**Extracto del documento**

★ ★ ★ ★

18 de Agosto del 2013
Jer 38,4-6. 8-10 / Sal 39 / Heb 12, 1-4 / Lc 12, 49-53.
Todos sabemos por la experiencia personal, por la observación de los acontecimientos y por el sentido común que todo hombre, siempre y a todas horas; de cualquier pueblo, credo o ideología, busca la felicidad sin poder olvidarlo jamás. El hombre para eso ha sido creado. Si alguien renunciara o ignorara esa realidad nos parecería anormal o locura; pero esa felicidad, relativa si se quiere, aunque aquí en la tierra sea por eso mismo transitoria y pequeña, se da cuando nos hallamos en paz con nosotros mismos, en armonía con nuestros seres queridos y con Dios. Nuestro Divino Salvador fue anunciado como Príncipe de la paz; en su nacimiento los ángeles, de parte de Dios entonaron el primer gloria de la historia con un augurio de paz para los hombres amados del Señor. Y prácticamente en todos los discursos, parábolas y alegorías, N. Señor alabó la paz, la llevaba dentro, la comunicaba a los cuatro vientos, la suscitaba en quienes lo seguían o escuchaban, pero hoy nos sorprende el Ev. al decirnos que no viene a traer la paz sino la guerra, la división. Recordamos que en la presentación del Señor, a los 40 días de nacido, se escucharon aquellas palabras enigmáticas y seguramente dolorosas para La Sma. Virgen y S. José. En el Templo aquellas tres palabras ensombrecieron sus rostros: -¡Signo de contradicción!

★ ★ ★ ★

**Muestra de registros**
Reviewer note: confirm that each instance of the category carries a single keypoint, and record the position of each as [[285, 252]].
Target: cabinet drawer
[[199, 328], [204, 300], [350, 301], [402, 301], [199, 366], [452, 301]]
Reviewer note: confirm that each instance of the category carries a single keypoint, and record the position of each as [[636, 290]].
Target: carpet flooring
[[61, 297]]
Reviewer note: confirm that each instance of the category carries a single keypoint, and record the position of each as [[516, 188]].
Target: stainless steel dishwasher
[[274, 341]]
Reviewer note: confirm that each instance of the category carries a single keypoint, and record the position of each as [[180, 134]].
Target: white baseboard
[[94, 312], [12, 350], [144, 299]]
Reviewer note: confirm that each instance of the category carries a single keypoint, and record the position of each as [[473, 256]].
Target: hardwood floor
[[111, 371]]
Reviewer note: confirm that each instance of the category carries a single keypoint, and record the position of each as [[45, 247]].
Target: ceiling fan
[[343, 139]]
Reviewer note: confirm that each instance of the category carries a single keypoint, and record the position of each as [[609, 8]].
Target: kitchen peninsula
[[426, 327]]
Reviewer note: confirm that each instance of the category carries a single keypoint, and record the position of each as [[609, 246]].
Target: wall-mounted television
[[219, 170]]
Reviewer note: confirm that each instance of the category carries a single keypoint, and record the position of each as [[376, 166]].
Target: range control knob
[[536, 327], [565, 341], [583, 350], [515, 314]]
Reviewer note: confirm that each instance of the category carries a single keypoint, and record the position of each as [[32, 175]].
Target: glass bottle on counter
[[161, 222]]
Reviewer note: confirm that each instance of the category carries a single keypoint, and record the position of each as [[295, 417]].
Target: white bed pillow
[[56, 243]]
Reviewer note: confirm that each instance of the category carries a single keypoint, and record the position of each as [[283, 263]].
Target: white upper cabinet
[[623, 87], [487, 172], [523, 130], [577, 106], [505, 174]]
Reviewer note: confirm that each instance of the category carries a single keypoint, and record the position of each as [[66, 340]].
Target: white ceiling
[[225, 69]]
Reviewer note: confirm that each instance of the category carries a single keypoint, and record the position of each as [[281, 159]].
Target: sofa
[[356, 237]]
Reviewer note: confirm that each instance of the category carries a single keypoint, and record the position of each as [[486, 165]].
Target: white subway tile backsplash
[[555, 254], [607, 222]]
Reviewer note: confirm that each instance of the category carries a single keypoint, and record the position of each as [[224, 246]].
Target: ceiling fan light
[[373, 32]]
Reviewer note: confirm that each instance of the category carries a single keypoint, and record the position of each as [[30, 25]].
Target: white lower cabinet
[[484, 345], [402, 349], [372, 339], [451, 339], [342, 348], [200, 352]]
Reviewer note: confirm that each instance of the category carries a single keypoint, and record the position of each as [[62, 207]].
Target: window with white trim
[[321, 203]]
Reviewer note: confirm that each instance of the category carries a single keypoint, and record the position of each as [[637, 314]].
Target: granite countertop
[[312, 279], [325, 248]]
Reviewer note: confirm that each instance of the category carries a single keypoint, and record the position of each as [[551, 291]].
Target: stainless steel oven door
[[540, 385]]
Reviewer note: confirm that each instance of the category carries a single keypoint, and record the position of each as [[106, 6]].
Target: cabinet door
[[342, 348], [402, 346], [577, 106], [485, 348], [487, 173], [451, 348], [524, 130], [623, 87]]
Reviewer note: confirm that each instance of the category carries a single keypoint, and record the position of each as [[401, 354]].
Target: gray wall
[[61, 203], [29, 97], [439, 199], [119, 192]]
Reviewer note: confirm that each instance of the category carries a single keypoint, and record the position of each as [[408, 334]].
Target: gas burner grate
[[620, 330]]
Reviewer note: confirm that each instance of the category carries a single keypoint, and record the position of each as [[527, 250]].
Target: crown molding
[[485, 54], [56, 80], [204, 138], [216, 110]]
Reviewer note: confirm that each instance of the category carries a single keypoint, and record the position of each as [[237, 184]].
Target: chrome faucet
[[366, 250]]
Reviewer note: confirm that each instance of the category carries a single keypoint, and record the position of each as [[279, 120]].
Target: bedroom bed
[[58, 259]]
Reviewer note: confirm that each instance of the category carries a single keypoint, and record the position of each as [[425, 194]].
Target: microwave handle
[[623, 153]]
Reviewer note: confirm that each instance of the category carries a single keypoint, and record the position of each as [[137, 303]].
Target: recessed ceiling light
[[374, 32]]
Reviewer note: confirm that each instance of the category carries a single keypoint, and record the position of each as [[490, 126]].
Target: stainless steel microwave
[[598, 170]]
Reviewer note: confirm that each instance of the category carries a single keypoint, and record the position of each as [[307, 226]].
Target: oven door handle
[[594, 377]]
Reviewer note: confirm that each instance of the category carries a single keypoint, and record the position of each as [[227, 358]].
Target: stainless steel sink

★ ★ ★ ★

**La consigna**
Enumere todas las citas bíblicas que figuran en el extracto del documento. Conserve la misma notación que emplea el extracto.

**Solución**
- Jer 38,4-6. 8-10
- Sal 39
- Heb 12, 1-4
- Lc 12, 49-53